Fault tolerance is the ability of a system to continue operating during the advent of errors that lead to a fault in one or more components of the system. In a previous ISF article, I discussed quantum cat states and how they help in the realization of fault-tolerant quantum computers. In this article, we will look at another aspect that helps achieve somewhat a similar goal, i.e., making a quantum system less prone to errors. We’ll be talking about non-Abelian anyons or simply non-abelions that essentially advance this idea.
Anyons are generally defined as quasiparticles existing in 2D systems, with properties distinct from both fermions and bosons, the two statistical classes of particles we know of based on quantum mechanics. They were first proposed and named by Nobel laureate Franck Wilczek who seemed to be unconvinced with the notion that there could be only two classes of particles in the universe. One then may associate anyons with a third statistical class. Essentially, anyons can be classified into two types: abelian and non-abelian. While the former plays a crucial role in the fractional quantum Hall effect, the latter is of interest in quantum computation which we will be highlighting here. (Note: quasiparticles behave as certain excitations within a solid and since they possess characteristics like normal particles, they may tend to approximate them)

▸ **MATERIAL SHOWN**:
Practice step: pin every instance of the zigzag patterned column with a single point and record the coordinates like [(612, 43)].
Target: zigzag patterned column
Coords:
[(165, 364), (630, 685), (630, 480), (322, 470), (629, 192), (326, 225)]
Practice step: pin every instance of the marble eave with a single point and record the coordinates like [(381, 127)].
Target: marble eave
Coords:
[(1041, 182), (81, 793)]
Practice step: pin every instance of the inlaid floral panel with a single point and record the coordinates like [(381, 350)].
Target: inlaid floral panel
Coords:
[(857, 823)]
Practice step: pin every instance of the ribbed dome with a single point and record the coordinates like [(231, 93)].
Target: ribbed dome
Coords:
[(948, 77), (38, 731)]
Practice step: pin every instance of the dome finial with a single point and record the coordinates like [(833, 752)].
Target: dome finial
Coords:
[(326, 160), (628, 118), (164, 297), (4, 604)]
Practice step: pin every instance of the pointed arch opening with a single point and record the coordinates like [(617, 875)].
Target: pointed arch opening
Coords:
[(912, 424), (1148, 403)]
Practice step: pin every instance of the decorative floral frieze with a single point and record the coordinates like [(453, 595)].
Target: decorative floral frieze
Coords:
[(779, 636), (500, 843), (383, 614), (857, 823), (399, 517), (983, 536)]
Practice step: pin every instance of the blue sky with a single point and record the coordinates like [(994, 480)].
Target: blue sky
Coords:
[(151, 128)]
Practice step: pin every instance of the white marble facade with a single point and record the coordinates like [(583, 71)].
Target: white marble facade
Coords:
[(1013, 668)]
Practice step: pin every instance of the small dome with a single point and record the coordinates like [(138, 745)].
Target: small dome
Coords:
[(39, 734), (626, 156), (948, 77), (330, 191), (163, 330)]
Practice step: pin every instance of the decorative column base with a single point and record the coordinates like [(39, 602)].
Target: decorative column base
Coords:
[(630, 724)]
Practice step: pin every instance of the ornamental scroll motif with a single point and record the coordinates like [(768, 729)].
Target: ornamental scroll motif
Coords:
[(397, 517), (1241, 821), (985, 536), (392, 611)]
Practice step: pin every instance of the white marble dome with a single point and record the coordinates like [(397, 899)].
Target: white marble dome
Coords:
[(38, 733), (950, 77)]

▸ **WHAT THIS TASK INVOLVES**: Resume the article on non-Abelian anyons from the point at which it ends. The entries bear no relation to the article on non-Abelian anyons.

▸ **RESPONSE TO THIS EXERCISE**:
A peculiar aspect of anyons that makes them captivating is their ability to drift from their original quantum states, unlike bosons and fermions. Consider the scenario wherein one anyon moves around another. As a result, the quantum state of the anyon changes and it would require some work before they return to the original state. This deviation from the original state acts like a memory of the anyon’s journey and essentially makes them a robust tool for encoding data.
A mathematical description of anyons in terms of fermions and bosons. Here, α is the statistical parameter of anyons. Image credit: ICFO-The Institute of Photonic Sciences
In previous investigations, physicists opened the path to the realization that probing anyons could help achieve quantum computation without requiring much error correction. The quantum computer that works using anyons is called a topological quantum computer. However, the proper employment and discernment of anyons for viable topological quantum computing were one of the major challenges faced by physicists as it required finding these strange particles in the first place by exploring the peculiar quantum statistical law which they follow. This was essentially achieved in 2021 using the charge interferometry technique [1].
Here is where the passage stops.